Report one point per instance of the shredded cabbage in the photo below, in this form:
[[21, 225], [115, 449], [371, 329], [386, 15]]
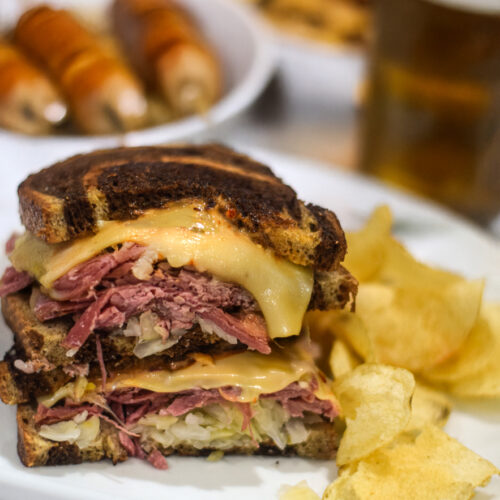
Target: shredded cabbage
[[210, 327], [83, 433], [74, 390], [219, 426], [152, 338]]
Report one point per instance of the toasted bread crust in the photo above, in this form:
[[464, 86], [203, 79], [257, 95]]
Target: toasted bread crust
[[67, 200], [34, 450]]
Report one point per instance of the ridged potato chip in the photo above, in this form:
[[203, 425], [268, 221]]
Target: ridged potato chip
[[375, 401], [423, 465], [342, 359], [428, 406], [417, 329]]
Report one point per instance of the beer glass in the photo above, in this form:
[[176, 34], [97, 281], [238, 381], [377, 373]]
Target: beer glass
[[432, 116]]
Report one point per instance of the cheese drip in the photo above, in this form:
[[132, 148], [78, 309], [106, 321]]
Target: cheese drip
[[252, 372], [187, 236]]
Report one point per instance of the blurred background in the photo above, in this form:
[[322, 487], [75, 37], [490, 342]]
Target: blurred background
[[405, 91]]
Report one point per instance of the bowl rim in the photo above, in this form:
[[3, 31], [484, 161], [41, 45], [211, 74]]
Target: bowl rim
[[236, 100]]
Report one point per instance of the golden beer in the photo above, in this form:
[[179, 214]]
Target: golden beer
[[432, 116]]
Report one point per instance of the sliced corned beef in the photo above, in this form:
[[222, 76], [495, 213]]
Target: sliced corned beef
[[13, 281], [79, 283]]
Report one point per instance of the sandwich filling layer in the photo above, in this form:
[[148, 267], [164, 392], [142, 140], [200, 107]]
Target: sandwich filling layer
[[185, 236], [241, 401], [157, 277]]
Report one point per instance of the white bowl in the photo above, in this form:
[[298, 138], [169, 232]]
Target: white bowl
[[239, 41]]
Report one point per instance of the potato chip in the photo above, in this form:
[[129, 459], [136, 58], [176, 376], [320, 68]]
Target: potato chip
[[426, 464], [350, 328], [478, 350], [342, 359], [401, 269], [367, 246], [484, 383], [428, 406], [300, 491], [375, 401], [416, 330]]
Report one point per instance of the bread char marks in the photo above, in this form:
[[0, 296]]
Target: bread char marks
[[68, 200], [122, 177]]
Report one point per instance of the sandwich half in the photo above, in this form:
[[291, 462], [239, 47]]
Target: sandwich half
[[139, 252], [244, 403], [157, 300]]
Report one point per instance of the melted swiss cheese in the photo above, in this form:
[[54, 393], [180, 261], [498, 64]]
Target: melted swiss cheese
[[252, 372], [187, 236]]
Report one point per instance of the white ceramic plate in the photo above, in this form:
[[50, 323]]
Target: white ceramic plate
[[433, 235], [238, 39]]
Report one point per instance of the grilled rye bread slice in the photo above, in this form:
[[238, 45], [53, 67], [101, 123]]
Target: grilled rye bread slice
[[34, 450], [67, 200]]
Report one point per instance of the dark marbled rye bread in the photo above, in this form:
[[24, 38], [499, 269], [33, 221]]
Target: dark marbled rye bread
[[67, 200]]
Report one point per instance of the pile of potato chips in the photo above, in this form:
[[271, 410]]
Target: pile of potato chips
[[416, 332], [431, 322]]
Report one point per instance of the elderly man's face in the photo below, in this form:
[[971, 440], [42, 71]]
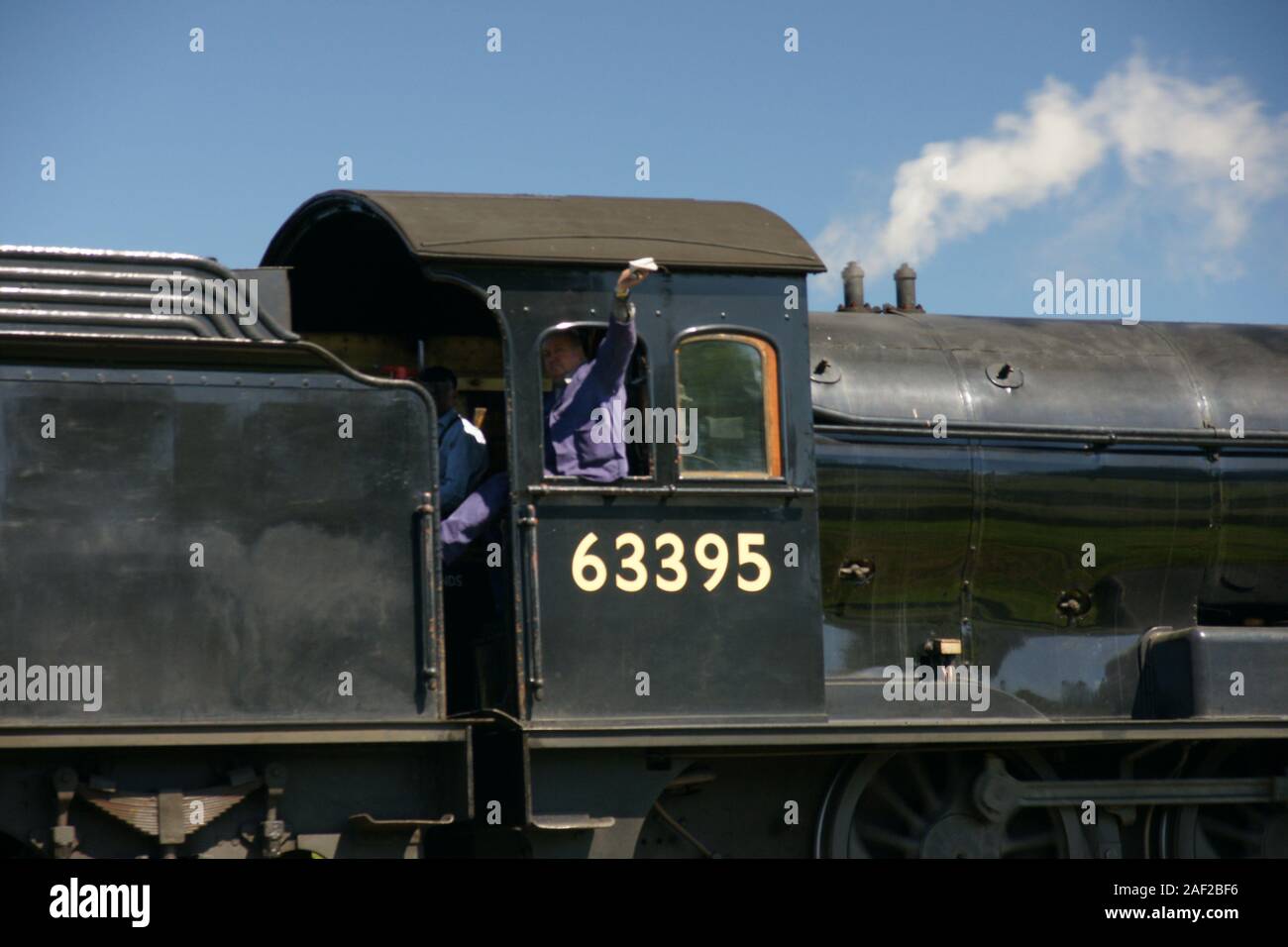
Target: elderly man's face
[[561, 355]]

* * *

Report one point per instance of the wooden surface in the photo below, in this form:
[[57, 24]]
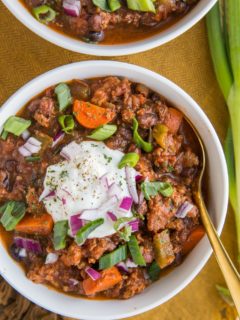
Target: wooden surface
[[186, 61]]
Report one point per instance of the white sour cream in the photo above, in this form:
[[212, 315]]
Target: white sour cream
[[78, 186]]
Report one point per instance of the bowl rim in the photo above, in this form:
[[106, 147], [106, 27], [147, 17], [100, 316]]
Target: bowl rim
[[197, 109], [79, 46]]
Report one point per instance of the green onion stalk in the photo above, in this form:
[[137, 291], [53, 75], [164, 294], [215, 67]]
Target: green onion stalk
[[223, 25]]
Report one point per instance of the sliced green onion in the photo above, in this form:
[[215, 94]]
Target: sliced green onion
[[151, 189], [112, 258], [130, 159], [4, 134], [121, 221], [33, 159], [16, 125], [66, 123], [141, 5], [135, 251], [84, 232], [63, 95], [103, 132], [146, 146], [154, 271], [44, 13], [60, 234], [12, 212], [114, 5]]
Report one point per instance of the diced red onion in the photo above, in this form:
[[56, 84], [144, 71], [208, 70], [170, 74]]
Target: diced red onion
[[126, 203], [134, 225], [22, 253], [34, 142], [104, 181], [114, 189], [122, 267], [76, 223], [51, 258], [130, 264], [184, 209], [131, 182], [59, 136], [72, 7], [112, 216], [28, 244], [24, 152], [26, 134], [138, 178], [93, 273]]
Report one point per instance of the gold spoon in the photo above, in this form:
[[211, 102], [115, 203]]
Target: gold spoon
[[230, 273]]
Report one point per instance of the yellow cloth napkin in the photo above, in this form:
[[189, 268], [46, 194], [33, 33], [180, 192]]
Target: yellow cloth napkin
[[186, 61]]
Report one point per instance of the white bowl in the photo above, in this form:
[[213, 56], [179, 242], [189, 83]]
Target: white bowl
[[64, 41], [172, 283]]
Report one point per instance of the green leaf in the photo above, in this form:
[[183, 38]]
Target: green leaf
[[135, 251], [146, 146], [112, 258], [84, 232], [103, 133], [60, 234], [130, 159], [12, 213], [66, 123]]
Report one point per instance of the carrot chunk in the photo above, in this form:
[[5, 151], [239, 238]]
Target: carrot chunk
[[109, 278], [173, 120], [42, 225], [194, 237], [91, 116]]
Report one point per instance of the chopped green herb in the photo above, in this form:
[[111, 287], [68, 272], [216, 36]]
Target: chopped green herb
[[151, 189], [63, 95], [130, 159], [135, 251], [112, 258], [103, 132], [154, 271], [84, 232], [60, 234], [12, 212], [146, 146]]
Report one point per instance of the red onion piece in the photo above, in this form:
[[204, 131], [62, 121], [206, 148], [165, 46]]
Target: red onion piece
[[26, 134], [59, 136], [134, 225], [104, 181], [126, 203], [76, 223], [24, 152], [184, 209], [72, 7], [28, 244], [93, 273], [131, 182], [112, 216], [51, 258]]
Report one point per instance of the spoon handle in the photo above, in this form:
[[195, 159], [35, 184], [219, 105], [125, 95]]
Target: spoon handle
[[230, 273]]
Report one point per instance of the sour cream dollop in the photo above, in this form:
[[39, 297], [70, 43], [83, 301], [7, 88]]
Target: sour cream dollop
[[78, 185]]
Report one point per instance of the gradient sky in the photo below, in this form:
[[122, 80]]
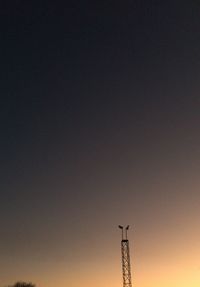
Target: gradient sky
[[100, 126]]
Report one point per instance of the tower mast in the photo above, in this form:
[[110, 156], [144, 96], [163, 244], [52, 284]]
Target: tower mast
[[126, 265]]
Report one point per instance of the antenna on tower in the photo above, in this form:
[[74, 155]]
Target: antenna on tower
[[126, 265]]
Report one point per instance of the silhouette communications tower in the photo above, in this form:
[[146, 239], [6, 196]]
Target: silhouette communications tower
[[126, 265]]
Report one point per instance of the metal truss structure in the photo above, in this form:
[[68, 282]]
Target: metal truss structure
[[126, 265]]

Aim of the task →
Collect every line from the rows above that contains the string "chunk", and list each line in full.

Written solution →
Report one point per instance of the carrot chunk in the photo above, in this form:
Target: carrot chunk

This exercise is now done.